◆ **Written request A**
Please repeat the part of the Tunny report starting with "(b) Frequency of" and going on through "Fig. 12 (II).", keeping every word and mark unchanged.

◆ **Document**
General Report on Tunny


12C Page 19

12C     CHI BREAKING AND SETTING     Solution of Z = Χ + D.

(a) Frequency of letters in ΔΨ'.

The precautions taken by the Germans in the construction of wheel patterns produce Χ, ΔΧ, and Ψ' streams in which each letter occurs an approximately equal number of times. But though the arrangements for ΔΨ' produce an even distribution of dots and crosses in each impulse separately, the fact that there is a dot on every impulse wherever there is an extension and a preponderance of crosses in other places, produces a ΔΨ' stream in which
          wherever there is a TM dot there is a stroke
          wherever there is a TM cross the frequency of the various letters in ΔΨ depend on the number of crosses in them.

It can easily be seen that the proportion of TM dots (which = 1-a) and the frequency of crosses in each impulse at TM cross positions (which = b) both increase with the dottage. Fig. 12 (II) gives a ΔΨ' count on a day with 26 dots in μ37.

(b) Frequency of letters in ΔP.

The number of occurrences of each letter in ΔP are by no means equal. The frequent repetition in P of groups of letters common in punctuation or German language like 55M889 or 5M89 (full stop) E1, EN N9, SCH and so on naturally implies the frequent repetition in ΔP of their differenced equivalents /UA/5, UA5, U, F, 3, JG. Therefore letters like 5 and U which come from popular bigrams in P are frequent in ΔP. Typical P and ΔP counts are given in Fig. 12 (II).

(c) Frequency of letters in ΔD.

We now consider what happens in ΔD = ΔP + ΔΨ'. Wherever ΔΨ' is a stroke, ΔP will be reproduced in ΔD, since any letter added to stroke is unchanged. Therefore the shape of the ΔD count at those places where there are TM dots is identical with the shape of the count of ΔP. In other places every letter in ΔD will occur an approximately equal number of times (though the combination of letters common in ΔP and in ΔΨ' against BM crosses will make some letters rather stronger than the others). A ΔD count can therefore be regarded as a watered down version of the ΔP count at the back of it.

◆ **Records for the task**
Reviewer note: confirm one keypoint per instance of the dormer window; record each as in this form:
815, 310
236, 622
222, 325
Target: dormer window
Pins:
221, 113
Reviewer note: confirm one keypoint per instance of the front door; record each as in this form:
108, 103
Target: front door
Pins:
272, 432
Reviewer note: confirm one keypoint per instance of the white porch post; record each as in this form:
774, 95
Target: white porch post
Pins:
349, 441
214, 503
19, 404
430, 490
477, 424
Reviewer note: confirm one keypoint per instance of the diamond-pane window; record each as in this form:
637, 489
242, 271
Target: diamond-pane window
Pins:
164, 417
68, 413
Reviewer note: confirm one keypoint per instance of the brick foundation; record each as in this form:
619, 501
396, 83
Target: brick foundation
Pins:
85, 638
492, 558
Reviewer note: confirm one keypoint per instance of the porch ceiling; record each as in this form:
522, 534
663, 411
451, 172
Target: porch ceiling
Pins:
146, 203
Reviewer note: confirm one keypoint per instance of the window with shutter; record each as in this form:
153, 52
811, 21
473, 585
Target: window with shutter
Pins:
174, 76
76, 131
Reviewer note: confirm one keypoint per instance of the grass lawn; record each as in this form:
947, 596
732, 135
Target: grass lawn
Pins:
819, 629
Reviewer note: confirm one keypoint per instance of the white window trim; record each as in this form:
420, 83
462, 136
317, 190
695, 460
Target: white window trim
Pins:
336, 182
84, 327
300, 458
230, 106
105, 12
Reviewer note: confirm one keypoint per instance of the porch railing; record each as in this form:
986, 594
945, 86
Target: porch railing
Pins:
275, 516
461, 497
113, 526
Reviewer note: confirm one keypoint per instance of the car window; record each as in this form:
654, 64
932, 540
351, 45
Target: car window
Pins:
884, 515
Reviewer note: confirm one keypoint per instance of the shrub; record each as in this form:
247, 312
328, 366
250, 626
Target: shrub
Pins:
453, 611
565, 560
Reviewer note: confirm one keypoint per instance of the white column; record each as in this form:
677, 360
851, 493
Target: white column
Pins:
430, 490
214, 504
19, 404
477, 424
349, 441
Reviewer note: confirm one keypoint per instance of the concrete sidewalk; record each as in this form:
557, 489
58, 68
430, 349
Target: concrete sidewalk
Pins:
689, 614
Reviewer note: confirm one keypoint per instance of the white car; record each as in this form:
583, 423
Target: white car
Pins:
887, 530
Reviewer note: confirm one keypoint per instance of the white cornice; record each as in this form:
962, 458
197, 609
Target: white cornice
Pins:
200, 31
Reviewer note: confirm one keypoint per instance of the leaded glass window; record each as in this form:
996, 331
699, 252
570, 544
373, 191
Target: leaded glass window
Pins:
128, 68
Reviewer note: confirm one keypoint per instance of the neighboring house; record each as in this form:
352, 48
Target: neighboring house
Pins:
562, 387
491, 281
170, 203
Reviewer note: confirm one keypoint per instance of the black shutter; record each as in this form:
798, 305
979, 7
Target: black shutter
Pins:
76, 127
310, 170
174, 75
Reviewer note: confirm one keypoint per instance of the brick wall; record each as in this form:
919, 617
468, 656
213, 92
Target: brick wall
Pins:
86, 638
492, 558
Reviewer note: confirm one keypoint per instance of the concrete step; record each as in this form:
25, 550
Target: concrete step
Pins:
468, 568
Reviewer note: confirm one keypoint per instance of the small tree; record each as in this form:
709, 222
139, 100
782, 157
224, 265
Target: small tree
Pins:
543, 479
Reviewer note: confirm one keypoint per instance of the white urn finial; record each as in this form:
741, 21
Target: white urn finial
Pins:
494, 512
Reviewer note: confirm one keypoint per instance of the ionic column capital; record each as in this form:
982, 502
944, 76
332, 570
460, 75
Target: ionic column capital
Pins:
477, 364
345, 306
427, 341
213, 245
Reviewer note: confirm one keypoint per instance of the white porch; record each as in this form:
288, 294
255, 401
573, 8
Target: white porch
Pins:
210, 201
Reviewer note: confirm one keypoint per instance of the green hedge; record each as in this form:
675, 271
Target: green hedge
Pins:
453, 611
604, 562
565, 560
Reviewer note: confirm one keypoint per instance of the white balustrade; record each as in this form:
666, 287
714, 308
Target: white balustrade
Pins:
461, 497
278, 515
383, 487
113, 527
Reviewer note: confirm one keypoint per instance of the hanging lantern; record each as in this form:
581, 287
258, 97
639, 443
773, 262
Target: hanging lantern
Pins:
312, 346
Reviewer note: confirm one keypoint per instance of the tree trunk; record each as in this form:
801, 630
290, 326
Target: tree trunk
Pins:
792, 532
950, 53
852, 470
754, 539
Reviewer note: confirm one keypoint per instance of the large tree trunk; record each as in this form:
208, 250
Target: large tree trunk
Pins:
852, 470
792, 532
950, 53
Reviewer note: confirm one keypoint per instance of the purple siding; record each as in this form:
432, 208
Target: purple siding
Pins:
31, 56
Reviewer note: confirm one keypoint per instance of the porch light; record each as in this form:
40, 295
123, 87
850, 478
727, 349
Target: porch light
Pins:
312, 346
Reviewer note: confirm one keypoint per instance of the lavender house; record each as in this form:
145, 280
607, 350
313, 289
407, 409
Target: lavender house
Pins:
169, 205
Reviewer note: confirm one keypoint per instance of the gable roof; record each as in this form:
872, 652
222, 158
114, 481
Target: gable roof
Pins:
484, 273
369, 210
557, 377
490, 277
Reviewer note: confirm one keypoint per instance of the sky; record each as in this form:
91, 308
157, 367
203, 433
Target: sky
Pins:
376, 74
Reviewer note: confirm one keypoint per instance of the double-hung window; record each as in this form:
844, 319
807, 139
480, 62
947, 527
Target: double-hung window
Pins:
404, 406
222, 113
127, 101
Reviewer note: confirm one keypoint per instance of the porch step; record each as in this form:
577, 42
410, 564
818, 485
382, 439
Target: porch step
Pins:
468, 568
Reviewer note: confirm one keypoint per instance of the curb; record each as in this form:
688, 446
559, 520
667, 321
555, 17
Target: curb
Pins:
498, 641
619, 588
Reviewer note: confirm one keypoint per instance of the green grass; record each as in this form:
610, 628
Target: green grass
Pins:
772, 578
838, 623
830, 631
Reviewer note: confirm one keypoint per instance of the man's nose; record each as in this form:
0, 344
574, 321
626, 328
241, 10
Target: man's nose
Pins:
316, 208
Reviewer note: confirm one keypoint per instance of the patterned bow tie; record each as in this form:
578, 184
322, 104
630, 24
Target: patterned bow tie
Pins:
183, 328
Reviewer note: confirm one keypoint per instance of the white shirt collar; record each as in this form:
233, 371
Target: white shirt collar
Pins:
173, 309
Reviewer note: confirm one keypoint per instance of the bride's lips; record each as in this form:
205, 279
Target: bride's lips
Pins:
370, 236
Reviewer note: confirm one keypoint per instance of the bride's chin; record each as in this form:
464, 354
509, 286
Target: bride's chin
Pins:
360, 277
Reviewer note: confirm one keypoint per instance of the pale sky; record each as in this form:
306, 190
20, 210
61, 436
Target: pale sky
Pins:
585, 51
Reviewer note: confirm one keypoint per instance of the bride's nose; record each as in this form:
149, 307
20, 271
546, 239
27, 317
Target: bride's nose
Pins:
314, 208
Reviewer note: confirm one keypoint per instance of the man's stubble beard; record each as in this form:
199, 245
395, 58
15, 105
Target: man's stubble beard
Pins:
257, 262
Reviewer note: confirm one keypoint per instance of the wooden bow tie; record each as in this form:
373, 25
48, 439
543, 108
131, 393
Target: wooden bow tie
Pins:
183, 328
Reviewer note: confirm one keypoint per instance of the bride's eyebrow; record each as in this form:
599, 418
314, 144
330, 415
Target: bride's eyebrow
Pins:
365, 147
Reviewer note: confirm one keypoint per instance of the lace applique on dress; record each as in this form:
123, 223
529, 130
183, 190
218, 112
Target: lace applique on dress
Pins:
==
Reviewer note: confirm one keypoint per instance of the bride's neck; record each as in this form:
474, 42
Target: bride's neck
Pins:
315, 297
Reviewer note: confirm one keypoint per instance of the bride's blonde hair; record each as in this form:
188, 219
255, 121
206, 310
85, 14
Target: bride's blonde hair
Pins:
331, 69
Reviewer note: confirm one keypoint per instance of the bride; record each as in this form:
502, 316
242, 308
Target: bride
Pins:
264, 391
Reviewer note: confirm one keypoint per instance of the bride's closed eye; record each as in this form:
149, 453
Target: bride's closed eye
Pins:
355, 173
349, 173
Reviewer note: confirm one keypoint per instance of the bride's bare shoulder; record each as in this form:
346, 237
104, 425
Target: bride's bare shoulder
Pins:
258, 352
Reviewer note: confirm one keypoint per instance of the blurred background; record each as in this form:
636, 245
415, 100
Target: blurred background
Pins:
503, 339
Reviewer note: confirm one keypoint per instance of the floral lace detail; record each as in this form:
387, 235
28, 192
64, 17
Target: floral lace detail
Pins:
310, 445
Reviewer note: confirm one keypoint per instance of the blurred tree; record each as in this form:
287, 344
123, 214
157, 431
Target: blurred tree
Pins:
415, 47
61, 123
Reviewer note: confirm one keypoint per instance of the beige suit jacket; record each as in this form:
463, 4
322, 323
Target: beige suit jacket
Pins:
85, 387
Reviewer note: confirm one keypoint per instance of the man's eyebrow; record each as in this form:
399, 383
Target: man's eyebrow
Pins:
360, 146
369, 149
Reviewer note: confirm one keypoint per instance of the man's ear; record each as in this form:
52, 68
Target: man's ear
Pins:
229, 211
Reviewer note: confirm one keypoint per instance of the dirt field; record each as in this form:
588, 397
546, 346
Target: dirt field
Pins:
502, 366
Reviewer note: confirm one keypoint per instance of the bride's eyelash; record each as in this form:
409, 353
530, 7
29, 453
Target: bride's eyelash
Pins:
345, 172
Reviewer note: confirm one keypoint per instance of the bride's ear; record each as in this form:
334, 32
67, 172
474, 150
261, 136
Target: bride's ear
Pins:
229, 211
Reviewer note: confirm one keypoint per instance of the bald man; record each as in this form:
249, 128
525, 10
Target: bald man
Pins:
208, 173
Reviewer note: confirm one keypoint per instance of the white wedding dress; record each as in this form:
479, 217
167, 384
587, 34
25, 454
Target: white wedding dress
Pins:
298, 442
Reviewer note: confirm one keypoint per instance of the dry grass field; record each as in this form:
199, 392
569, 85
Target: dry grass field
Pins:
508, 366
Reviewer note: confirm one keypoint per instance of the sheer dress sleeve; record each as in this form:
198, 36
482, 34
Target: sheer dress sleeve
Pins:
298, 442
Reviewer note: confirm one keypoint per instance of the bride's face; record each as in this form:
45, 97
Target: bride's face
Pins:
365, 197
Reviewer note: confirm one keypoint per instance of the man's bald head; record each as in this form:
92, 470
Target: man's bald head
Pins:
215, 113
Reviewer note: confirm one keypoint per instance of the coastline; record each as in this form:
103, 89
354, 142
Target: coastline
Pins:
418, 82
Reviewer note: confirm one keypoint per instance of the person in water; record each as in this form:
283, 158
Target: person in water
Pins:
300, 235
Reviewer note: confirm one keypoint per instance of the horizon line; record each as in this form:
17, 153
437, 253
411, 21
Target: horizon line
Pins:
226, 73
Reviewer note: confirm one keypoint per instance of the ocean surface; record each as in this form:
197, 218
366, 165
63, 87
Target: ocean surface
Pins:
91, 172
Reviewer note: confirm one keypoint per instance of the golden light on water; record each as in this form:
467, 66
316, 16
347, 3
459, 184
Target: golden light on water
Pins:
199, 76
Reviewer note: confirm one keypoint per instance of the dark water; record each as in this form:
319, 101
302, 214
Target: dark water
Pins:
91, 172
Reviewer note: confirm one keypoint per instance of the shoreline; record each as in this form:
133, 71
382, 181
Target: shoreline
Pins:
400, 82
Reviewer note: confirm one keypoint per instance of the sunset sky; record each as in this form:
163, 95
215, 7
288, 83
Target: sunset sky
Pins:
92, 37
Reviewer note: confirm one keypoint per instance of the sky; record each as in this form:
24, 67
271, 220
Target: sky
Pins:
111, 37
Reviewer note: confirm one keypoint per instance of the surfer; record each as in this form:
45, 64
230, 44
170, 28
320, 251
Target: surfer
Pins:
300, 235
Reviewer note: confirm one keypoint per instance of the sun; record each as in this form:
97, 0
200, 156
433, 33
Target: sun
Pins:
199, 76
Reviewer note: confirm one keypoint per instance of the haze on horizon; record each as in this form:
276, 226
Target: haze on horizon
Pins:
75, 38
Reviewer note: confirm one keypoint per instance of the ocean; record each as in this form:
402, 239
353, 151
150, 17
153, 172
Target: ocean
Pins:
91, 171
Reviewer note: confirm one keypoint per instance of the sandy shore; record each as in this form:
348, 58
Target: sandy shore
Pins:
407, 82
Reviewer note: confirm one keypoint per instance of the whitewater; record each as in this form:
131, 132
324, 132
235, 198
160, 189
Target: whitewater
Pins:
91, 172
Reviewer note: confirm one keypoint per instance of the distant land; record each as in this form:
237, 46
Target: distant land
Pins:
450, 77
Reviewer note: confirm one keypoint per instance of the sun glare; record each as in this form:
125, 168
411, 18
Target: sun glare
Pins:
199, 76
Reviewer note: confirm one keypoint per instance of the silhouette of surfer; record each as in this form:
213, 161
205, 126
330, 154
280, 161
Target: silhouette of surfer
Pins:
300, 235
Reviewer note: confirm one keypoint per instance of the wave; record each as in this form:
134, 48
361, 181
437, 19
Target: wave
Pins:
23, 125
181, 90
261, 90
---
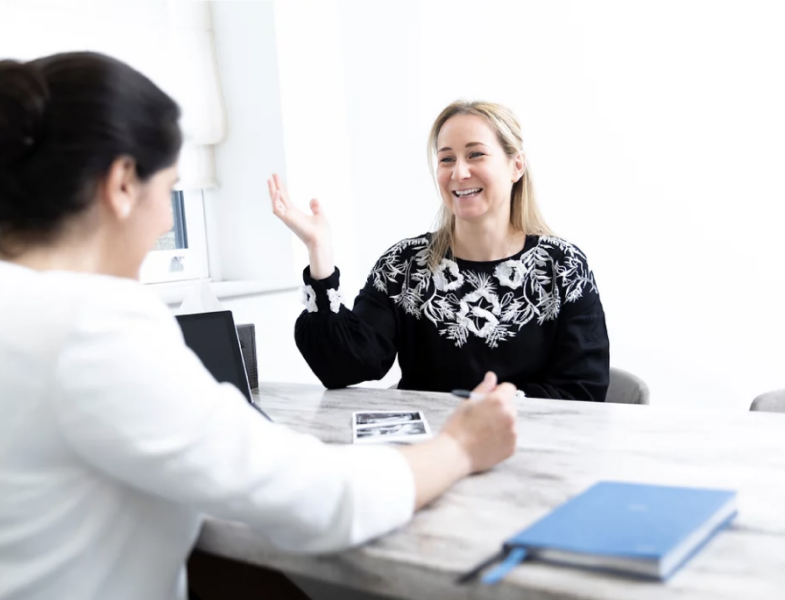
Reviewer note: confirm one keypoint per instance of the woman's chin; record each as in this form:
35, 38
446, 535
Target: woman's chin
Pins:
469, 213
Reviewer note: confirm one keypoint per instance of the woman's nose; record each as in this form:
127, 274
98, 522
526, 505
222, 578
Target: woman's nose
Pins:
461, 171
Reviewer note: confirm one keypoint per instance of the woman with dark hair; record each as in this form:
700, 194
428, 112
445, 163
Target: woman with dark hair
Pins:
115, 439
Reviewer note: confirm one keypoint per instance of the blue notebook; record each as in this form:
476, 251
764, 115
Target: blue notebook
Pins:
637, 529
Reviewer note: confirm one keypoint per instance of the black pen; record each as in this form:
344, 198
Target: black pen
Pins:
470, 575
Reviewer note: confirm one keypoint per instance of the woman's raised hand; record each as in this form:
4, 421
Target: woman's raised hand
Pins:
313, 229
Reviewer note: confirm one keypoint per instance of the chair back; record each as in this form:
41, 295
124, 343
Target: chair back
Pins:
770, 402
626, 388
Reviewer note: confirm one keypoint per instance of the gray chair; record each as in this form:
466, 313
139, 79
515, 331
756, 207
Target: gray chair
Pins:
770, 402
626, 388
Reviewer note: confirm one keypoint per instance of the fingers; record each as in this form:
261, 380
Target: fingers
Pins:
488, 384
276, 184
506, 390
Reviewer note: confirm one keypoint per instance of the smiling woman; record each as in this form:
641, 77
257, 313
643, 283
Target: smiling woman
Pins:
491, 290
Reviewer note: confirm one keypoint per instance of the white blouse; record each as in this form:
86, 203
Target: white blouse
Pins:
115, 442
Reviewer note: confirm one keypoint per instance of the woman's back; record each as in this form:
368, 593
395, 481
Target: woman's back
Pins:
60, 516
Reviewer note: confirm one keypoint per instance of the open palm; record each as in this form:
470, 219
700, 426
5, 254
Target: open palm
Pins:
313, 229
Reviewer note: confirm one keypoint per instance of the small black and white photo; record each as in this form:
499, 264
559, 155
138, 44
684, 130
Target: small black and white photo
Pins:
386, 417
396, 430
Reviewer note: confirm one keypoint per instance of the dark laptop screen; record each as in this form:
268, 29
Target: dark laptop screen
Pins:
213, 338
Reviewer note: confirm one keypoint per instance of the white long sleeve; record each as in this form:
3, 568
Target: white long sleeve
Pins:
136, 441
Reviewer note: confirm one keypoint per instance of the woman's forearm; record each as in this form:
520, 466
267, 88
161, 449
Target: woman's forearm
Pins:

◆ **Written request B**
Pick out each line in the entries above that contains the string "eyelash", treating uppercase and lowercase as different.

◆ **Problem solution A**
(b) Frequency of letters in ΔP.

The number of occurrences of each letter in ΔP are by no means equal. The frequent repetition in P of groups of letters common in punctuation or German language like 55M889 or 5M89 (full stop) E1, EN N9, SCH and so on naturally implies the frequent repetition in ΔP of their differenced equivalents /UA/5, UA5, U, F, 3, JG. Therefore letters like 5 and U which come from popular bigrams in P are frequent in ΔP. Typical P and ΔP counts are given in Fig. 12 (II).

◆ **Problem solution B**
Reviewer note: confirm one keypoint per instance of the bride's eyelash; record each as in this form:
Target: bride's eyelash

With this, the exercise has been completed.